▶ [Exercise instructions]:
- 1) In the abstract on karstic aquifers and the Mediterranean water balance, at what resolution does the SIM model monitor the water budget?
- 2) Pick up the abstract on karstic aquifers and the Mediterranean water balance after its final sentence and carry it on with a few more sentences.

▶ [Article]:
"""
Impact of karstic aquifer on water balance in Mediterranean region
There are numerous karstic zones in the Mediterranean region. The functioning of karst aquifers is characterised by non linearity caused by physical heterogeneities in space and by dynamic variability. Karstic springs are characterized by a high infiltration, a rapid discharge variability and an important storage of water that contributes to support the summerflow.
A rainfall-discharge lumped model was developed at the scale of the karstic system and applied over 3 areas South of France. It was calibrated at the local scale, and gives very satisfactory results in terms of the simulation of the karstic spring flow. At larger scale, the SIM hydrometeorological model is applied over the whole France in order to monitor the water budget at a 8km resolution. At this scale, the karstic systems are badly represented.
The aim of this study is to compare the water balance of the karstic aquifer estimated by the large and fine scales models. The first comparison is made on 3 karstic systems that are part of 2 larger basins (Rhone and Garonne).
"""
▶ [Dataset records]:
"""
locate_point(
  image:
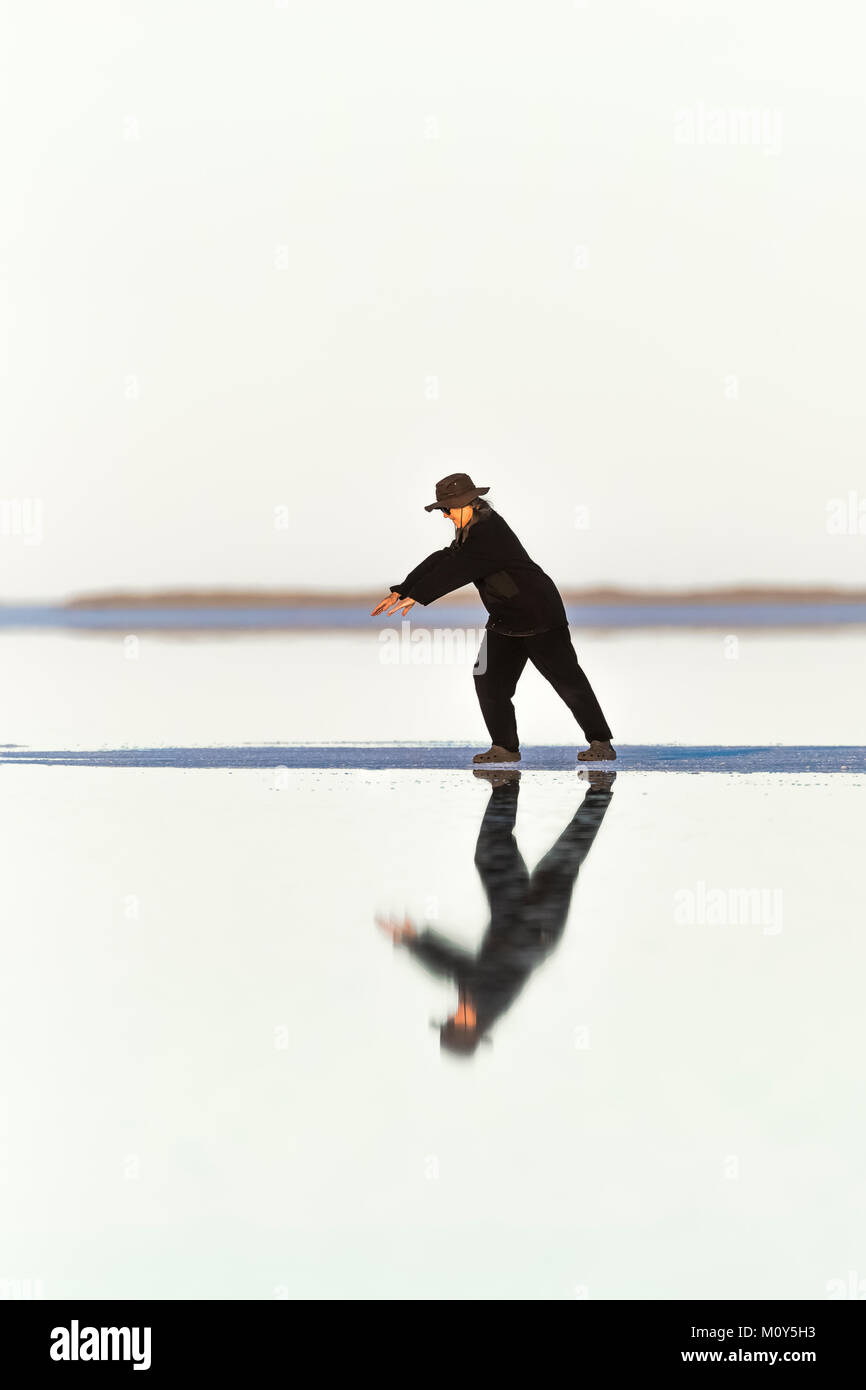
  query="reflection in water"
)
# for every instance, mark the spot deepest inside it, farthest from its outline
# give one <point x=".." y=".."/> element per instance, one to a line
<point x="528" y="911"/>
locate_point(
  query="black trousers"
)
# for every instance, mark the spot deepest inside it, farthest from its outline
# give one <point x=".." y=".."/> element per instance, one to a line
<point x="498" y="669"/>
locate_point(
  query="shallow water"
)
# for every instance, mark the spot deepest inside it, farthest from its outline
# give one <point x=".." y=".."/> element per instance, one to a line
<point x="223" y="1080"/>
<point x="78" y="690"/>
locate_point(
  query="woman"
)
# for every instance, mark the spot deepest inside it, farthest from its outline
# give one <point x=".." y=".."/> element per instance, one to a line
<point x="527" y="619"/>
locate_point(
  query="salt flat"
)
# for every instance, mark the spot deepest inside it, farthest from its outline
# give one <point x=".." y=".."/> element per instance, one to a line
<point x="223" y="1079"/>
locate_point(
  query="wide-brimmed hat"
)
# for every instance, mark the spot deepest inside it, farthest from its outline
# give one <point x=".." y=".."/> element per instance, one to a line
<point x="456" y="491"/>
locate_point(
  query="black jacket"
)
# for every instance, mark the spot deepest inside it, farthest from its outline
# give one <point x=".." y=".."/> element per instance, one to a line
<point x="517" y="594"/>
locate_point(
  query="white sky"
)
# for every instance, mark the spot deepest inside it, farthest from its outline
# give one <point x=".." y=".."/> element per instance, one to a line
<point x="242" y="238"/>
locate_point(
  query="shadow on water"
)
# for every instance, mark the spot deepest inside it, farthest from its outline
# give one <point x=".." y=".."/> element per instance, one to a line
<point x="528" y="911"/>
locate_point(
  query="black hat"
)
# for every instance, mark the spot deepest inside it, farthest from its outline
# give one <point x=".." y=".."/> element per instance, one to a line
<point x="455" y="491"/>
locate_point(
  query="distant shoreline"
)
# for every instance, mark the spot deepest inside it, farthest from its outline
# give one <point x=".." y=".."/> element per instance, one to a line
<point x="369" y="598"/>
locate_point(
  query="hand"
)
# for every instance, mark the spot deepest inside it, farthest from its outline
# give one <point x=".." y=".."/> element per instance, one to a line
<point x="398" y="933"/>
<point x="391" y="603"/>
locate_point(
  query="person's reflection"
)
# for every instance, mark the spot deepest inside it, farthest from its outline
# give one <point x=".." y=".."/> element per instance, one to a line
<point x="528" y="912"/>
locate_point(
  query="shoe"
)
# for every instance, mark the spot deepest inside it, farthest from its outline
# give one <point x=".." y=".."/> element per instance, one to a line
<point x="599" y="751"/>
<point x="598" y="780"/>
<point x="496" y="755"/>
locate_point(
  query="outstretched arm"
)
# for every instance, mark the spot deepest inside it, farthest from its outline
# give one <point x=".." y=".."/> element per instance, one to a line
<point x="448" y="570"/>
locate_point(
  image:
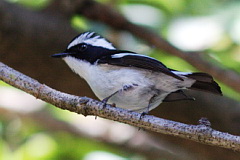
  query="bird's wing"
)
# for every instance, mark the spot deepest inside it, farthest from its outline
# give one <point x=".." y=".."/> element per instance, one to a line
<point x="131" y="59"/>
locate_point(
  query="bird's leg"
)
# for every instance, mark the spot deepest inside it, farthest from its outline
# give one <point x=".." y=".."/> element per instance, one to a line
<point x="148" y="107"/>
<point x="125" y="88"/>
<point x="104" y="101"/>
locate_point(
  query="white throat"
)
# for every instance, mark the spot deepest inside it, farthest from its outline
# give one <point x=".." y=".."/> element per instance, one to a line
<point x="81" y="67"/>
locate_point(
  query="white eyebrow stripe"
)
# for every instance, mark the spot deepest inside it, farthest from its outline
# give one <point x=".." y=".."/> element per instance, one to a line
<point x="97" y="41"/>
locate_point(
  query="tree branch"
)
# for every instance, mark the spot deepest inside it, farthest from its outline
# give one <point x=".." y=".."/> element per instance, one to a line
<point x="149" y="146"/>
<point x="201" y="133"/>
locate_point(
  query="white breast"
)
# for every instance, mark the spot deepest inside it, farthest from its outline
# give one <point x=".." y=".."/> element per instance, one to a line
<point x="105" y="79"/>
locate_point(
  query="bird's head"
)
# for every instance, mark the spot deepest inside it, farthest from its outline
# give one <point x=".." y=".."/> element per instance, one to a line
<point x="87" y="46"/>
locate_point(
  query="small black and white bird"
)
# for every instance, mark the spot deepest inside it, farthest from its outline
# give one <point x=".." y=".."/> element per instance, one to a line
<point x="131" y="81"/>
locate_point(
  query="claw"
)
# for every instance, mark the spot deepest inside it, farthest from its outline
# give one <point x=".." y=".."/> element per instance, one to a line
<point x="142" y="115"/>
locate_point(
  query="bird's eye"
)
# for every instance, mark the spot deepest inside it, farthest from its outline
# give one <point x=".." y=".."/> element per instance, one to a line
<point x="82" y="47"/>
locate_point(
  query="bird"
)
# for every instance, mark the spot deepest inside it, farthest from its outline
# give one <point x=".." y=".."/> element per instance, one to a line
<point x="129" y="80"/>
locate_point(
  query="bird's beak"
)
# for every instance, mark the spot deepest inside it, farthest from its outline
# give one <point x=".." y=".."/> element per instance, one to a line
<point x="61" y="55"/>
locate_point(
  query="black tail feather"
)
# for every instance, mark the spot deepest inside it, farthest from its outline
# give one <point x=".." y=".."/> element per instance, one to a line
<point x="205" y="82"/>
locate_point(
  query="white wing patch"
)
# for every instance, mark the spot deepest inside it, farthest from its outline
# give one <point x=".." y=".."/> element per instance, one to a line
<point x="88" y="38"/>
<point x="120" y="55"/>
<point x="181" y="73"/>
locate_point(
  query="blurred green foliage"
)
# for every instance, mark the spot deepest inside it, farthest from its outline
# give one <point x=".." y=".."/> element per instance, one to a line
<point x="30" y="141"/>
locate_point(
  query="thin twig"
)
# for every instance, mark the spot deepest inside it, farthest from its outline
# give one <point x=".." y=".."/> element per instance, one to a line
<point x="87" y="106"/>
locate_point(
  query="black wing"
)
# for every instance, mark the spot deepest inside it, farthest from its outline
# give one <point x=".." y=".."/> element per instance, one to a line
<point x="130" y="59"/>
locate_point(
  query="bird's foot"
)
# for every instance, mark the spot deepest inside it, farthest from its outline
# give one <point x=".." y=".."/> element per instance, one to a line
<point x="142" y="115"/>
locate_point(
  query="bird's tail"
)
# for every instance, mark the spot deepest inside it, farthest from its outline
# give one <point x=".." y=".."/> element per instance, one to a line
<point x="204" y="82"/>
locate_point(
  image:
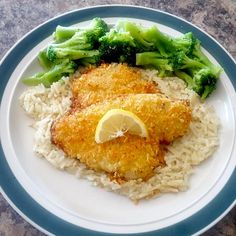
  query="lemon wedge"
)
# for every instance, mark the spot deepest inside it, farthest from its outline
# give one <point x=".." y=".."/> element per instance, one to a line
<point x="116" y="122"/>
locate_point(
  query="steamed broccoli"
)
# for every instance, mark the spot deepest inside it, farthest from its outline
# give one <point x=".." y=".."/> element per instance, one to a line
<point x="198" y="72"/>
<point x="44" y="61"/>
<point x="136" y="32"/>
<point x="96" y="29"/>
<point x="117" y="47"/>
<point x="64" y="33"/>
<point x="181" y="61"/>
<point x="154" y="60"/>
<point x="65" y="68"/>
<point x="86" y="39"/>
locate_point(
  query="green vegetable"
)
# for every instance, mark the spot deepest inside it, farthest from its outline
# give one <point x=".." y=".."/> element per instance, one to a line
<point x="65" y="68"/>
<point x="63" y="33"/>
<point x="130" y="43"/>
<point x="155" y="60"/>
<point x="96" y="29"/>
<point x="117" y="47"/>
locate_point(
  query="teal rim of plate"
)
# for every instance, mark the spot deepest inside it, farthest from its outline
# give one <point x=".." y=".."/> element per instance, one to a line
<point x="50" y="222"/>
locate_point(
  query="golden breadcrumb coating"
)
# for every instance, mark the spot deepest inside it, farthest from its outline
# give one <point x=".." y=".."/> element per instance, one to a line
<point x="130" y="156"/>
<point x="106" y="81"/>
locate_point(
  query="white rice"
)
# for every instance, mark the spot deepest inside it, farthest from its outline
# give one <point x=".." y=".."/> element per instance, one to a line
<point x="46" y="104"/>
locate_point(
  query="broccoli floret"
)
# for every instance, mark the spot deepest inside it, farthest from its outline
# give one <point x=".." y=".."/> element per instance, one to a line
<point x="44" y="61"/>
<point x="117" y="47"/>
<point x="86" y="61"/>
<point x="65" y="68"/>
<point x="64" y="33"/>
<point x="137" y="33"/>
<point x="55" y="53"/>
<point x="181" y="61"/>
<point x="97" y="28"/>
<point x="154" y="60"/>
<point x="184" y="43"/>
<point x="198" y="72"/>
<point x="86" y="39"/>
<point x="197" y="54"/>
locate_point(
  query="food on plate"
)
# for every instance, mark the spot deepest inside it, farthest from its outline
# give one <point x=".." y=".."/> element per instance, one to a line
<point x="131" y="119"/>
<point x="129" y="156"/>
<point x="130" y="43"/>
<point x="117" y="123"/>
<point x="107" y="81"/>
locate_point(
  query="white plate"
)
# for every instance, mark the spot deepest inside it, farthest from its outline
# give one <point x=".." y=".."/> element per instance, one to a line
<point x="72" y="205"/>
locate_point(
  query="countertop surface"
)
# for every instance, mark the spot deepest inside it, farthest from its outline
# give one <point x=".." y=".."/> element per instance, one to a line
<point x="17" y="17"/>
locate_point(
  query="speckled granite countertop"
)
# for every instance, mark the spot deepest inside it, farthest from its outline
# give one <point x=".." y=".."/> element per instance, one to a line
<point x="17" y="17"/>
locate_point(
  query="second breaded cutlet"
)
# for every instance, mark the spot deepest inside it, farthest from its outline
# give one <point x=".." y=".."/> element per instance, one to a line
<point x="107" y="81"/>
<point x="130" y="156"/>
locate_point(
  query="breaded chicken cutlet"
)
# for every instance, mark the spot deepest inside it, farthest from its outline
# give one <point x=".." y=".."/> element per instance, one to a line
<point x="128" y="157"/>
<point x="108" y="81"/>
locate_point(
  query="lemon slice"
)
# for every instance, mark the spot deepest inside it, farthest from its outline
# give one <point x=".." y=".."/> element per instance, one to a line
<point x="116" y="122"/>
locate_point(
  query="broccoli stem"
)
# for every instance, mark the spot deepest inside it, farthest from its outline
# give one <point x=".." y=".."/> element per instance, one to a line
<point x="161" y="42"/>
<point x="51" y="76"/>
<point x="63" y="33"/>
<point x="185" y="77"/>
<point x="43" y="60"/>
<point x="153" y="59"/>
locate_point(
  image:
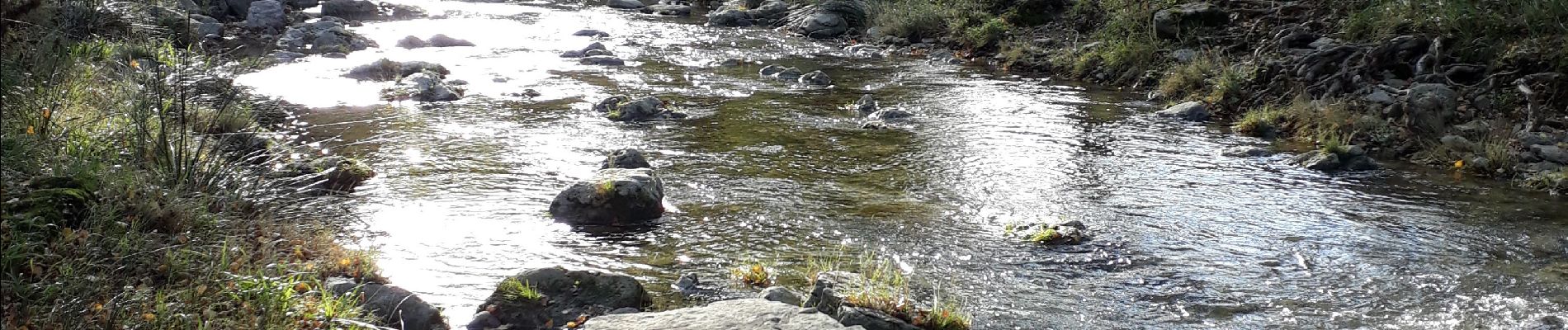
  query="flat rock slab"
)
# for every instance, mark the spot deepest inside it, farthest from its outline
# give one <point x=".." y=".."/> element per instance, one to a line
"""
▶ [Answers to the problems]:
- 1) 8 km

- 2)
The comparison of the water budget of the 2 models shows that the large scale model tends to overestimate the evaporation of the karstic systems. This is consistent with the fact that evaporation processes are often lower on carbonate rocks because there are fast and direct infiltrations to the phreatic zone through swallow holes and fractures. However, it is not consistent with a tendency of the SIM model to overestimate the discharge of some Mediteranean basins. This can be due to the fact that karstic systems can have: 1) diffuse discharge towards a deeper aquifer or a sedimentary aquifer; or 2) non negligible "loss" of water into the sea for coastal aquifers (concentrated or diffuse submarine springs).
The generalisation of such approach should help to infer a subgrid scale parametrisation of the karstic area in the large scale modelling approach, and to better understand the impact of the karstic system at larger scale.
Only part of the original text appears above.